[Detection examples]

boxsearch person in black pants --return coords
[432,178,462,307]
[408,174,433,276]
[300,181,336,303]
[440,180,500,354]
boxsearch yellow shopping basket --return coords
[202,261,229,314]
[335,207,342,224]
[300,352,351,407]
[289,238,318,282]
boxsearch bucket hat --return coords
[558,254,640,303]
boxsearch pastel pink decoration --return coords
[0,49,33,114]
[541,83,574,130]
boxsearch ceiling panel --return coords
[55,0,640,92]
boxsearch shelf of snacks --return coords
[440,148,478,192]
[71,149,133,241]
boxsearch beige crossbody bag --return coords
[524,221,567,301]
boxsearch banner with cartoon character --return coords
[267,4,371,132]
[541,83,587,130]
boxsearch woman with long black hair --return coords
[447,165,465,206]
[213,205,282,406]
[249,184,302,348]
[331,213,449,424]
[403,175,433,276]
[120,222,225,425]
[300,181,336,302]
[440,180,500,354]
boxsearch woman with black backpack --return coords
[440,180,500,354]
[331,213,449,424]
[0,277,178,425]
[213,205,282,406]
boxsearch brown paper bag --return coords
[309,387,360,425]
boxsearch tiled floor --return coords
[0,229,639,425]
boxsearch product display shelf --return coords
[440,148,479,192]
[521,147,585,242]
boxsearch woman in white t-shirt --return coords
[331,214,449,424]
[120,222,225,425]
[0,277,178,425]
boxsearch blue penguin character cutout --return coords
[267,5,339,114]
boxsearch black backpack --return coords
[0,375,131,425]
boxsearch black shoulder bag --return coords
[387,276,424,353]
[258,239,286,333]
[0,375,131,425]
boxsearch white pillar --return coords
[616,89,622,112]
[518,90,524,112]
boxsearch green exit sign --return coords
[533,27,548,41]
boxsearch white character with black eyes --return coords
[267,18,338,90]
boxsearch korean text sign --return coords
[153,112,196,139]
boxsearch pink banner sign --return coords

- **Problem to work on**
Reproduce every item above word for word, line by line.

- **Full output**
boxsearch person in black pants --return coords
[432,178,462,307]
[408,174,433,276]
[300,181,336,303]
[440,180,500,354]
boxsearch yellow shopping basket --return coords
[202,261,229,314]
[335,207,342,224]
[300,352,351,407]
[289,238,318,282]
boxsearch bucket hat --return coords
[558,254,640,303]
boxsearch pastel pink decoration --return coords
[0,49,33,114]
[541,83,574,130]
boxsearch ceiling panel --return coords
[55,0,640,92]
boxsearch shelf of snacks --return coords
[440,148,478,192]
[71,149,133,241]
boxsearch beige crossbody bag --return coords
[524,221,567,301]
boxsearch banner with cartoon character --return coords
[267,4,371,132]
[541,83,587,130]
boxsearch woman with long black hair --return coords
[447,165,465,206]
[213,205,282,406]
[249,184,302,348]
[331,213,449,424]
[403,175,433,276]
[120,222,225,425]
[300,181,336,302]
[440,180,500,354]
boxsearch woman with black backpack --return coords
[440,180,500,354]
[331,213,449,424]
[0,277,178,425]
[213,205,282,406]
boxsearch brown paper bag --return coords
[309,387,360,425]
boxsearch tiled floor --return coords
[0,229,639,425]
boxsearch product display shelf --return coords
[440,148,479,192]
[521,147,585,242]
boxsearch woman in white t-shirt --return coords
[331,214,449,424]
[120,222,225,425]
[0,277,178,425]
boxsearch blue penguin character cutout --return coords
[267,5,339,114]
boxsearch black backpack --return coords
[0,375,131,425]
boxsearch black shoulder bag --return coords
[387,276,424,353]
[258,239,286,333]
[0,375,131,425]
boxsearch white pillar --return coords
[616,89,622,112]
[518,90,524,112]
boxsearch green exit sign --return coords
[533,27,548,41]
boxsearch white character with black eyes --return coords
[267,18,338,90]
boxsearch korean text sign --return coords
[153,112,196,139]
boxsearch pink banner sign --return coords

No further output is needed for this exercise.